**WORK REQUEST 1**
Answer each question from the text on grief and loss:
(a) Which three things does the poem say now rule the speaker's days?
(b) What illness did "Mom" have?
(c) After her doctor's last diagnosis, how much longer was she likely to live?
**WORK REQUEST 2**
Extend the text on grief and loss, continuing the remembrance of "Mom" from its final sentence.

**GIVEN TEXT**
:::

And Damn you!  How dare you try
                To show me skies of blue!?
Can you perceive the darkness
                of bright and sunlit sky  -
Fathom emptiness within?
                Nor shall you want to try!

“Dare you not to say to me,
                ‘with time, you’ll better feel.’
Time I have  -  and emptiness.
                My love hath gone away.
Time  ...  and emptiness  ...  and pain,
                These three my days now rule.
Empty fall your platitudes.
                It’s not all right, you know!

“Scarce know you the pain I feel.
                You’ve never held true love
One last time for evermore,
                And not to hold again.
You’ve not known the still, cold form
                that tore your heart away;
Nor felt wrenched from your lungs
                Your life restoring breath.

“Yet, do I dare to fancy,
                To seek and yet to find,
In that ominous abyss
                My true love, gone away.
You shan’t know the pain I feel
                Come feel my empty arms.
Feel the chasm deep within.
                Walk in if you can bear.

“Burdened shame, and guilt, and doubt,
                And emptiness I feel.
Often in my deepest fear,
                Too long, too deep I’ve searched.
Reaching o’er abyss’s brink,
                I’ve nearly fallen in.
How I’ve kept my grip on life,
                I surely do not know.

“Do you know the reaching out,
                The primal scream for aid?
Have you felt that chasm deep
                Where once your true love dwelt?
Or perchance in tears you’ve drowned
                To wake as living dead.
Can you help me bear my pain?
                It’s not all right, you know.
                jlm

Thursday, December 19, 2013

She was "Mom."



Nearly 20 years ago, I stood by her casket reveling in the joy of having had her as "Mom."

Her last months were especially significant for me. We spent many visits talking freely about her approaching death. Sadly, there were those in the family who believed that we shouldn't talk with her about that. They thought it would cause her to give up, but early after the last diagnosis from her doctor she made it abundantly clear to me one day that she wanted to talk. She wouldn't likely last more than 6 months longer with her congestive heart failure, and she wanted us all to know she wasn’t afraid.

:::

**RECORDED DATA**
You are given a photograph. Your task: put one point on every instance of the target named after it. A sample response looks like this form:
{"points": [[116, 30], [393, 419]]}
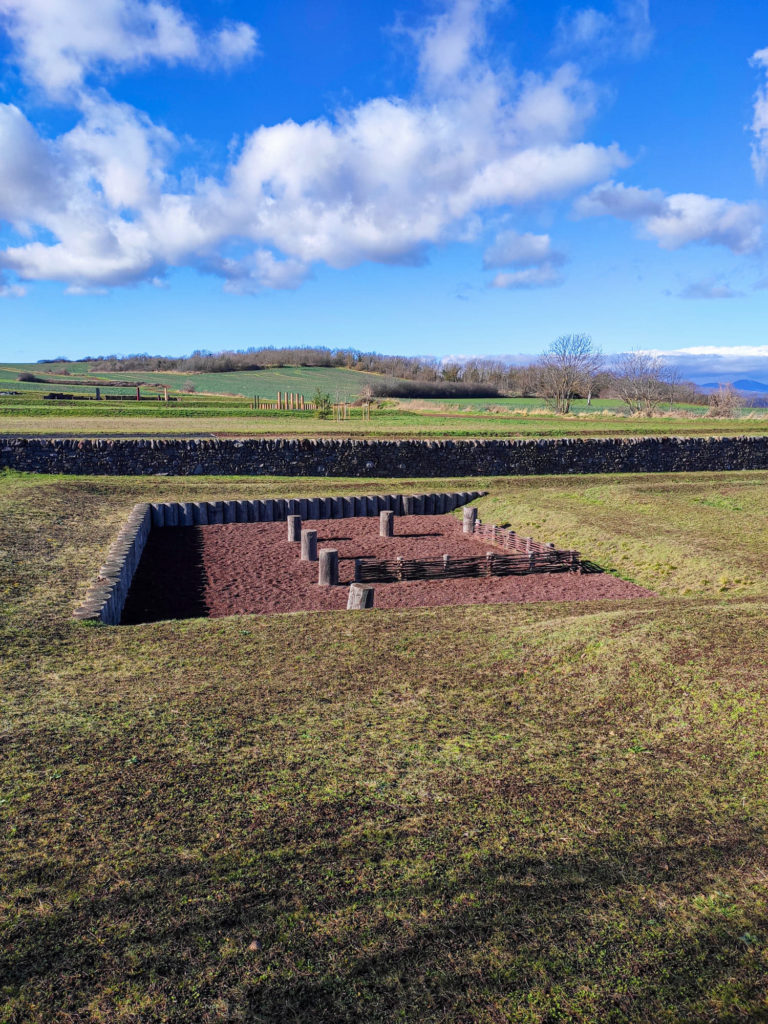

:::

**ANSWER SPACE 1**
(a) Time, emptiness, and pain.
(b) Congestive heart failure.
(c) Probably no more than 6 months.

**ANSWER SPACE 2**
When I asked how she viewed death she said, “I’ve come to think of death as an old friend waiting.”

That was the tone of many wonderful visits exploring faith and the future.

On the night she died, I had just been cleared by my doctor to leave off my neck brace from a broken neck three months earlier. Mom knew how much pain I was in constantly. She had come to understand just what I meant when she would ask how I was and I would respond, "My ME hurts."

She had been semi-conscious to unconscious all day, and my older brother Ron notified me in the late afternoon that she likely wouldn't last the night. The 50-some mile ride; albeit in a comfortable car; hurt like crazy. Walking into her room was physically painful. I wanted to say, "Good-bye, Mom," but there were some present who still denied how seriously she wanted her "rest." So, I felt compelled to speak cautiously.

I went to her bed; laid my hand on her forehead and simply said, "Mom, I'm here."

She opened her eyes. "Oh, it's you son. It must be bad."

"It's OK, Mom. You can rest now."

She closed her eyes; I believe for the last time. She died peacefully several hours later. Because of my extreme physical pain that night, I wasn't able to stay and be present at the time of death, but I didn't need to be. We both knew I had said “Good-bye.”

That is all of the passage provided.